# [REQUIRED WORK]
Reproduce all of the data that follows, character for character.

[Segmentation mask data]

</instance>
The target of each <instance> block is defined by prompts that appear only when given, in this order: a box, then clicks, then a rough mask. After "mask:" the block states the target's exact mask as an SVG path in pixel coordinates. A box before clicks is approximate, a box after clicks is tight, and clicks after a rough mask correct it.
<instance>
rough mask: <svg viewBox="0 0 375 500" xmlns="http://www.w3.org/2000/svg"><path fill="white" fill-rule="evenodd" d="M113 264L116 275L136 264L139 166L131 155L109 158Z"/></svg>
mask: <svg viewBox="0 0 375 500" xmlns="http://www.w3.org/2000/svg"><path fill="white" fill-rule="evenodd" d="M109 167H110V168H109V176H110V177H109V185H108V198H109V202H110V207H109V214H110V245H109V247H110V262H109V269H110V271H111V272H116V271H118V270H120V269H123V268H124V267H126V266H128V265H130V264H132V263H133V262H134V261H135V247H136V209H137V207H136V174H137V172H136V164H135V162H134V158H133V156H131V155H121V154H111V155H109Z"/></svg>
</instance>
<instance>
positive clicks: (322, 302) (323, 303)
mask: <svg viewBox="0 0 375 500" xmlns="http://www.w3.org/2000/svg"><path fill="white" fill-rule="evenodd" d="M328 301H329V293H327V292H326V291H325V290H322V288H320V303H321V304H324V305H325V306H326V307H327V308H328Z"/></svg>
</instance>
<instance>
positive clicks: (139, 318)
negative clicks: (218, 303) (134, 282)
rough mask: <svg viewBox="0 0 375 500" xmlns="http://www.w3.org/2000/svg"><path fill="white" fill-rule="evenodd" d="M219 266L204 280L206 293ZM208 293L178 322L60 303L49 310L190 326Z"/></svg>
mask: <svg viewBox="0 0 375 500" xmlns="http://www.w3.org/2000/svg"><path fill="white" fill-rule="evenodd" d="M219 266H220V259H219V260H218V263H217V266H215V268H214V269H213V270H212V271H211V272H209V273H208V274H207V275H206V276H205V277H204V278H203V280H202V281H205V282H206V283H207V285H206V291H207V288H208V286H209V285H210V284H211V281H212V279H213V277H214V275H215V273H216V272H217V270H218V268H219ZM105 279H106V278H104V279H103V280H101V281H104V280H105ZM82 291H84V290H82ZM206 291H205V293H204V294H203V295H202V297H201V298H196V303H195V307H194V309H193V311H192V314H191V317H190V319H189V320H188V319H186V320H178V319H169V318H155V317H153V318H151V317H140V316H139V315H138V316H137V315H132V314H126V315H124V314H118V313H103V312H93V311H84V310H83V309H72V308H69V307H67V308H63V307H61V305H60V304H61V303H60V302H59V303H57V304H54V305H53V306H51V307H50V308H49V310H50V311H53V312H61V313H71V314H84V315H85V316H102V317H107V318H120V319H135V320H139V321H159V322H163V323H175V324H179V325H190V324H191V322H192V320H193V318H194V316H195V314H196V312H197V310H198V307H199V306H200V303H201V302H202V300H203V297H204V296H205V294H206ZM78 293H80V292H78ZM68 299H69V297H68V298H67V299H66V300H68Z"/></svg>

# [THE COMPLETED TASK]
</instance>
The target of each <instance> block is defined by prompts that appear only when given, in this order: a box, then clicks, then a rough mask. After "mask:" the block states the target's exact mask as an SVG path in pixel coordinates. A box before clicks is approximate, a box after clicks is tight, and clicks after a rough mask correct it.
<instance>
rough mask: <svg viewBox="0 0 375 500" xmlns="http://www.w3.org/2000/svg"><path fill="white" fill-rule="evenodd" d="M113 264L116 275L136 264L139 166L131 155L109 158Z"/></svg>
mask: <svg viewBox="0 0 375 500" xmlns="http://www.w3.org/2000/svg"><path fill="white" fill-rule="evenodd" d="M109 167H110V168H109V176H110V177H109V185H108V198H109V202H110V207H109V214H110V245H109V247H110V262H109V269H110V271H111V272H116V271H118V270H120V269H123V268H124V267H126V266H128V265H130V264H132V263H133V262H134V261H135V247H136V209H137V207H136V174H137V172H136V164H135V162H134V158H133V156H131V155H121V154H111V155H109Z"/></svg>
</instance>
<instance>
positive clicks: (322, 302) (323, 303)
mask: <svg viewBox="0 0 375 500" xmlns="http://www.w3.org/2000/svg"><path fill="white" fill-rule="evenodd" d="M328 301H329V293H327V292H326V291H325V290H322V288H320V303H321V304H324V305H325V306H326V307H327V308H328Z"/></svg>
</instance>
<instance>
positive clicks: (139, 318)
negative clicks: (218, 303) (134, 282)
rough mask: <svg viewBox="0 0 375 500" xmlns="http://www.w3.org/2000/svg"><path fill="white" fill-rule="evenodd" d="M219 266L204 280L206 293ZM208 293L178 322L60 303L49 310L190 326Z"/></svg>
mask: <svg viewBox="0 0 375 500" xmlns="http://www.w3.org/2000/svg"><path fill="white" fill-rule="evenodd" d="M219 266H220V259H219V260H218V263H217V266H215V268H214V269H213V270H212V271H211V272H209V273H208V274H207V275H206V276H205V277H204V278H203V280H202V281H205V282H206V283H207V285H206V291H207V288H208V286H209V285H210V284H211V281H212V279H213V277H214V275H215V273H216V272H217V270H218V268H219ZM105 279H106V278H104V279H103V280H101V281H104V280H105ZM82 291H84V290H82ZM206 291H205V293H204V294H203V295H202V297H201V298H196V303H195V307H194V309H193V311H192V314H191V317H190V319H189V320H188V319H186V320H178V319H169V318H155V317H153V318H151V317H140V316H139V315H138V316H137V315H132V314H126V315H124V314H118V313H103V312H93V311H84V310H83V309H72V308H69V307H67V308H63V307H61V305H60V304H61V303H60V302H59V303H57V304H54V305H53V306H51V307H50V308H49V310H50V311H53V312H61V313H71V314H84V315H85V316H102V317H107V318H120V319H135V320H139V321H159V322H163V323H175V324H179V325H190V324H191V322H192V320H193V318H194V316H195V314H196V312H197V310H198V307H199V306H200V303H201V302H202V300H203V297H204V296H205V294H206ZM78 293H80V292H78ZM68 299H69V297H68V298H67V299H66V300H68Z"/></svg>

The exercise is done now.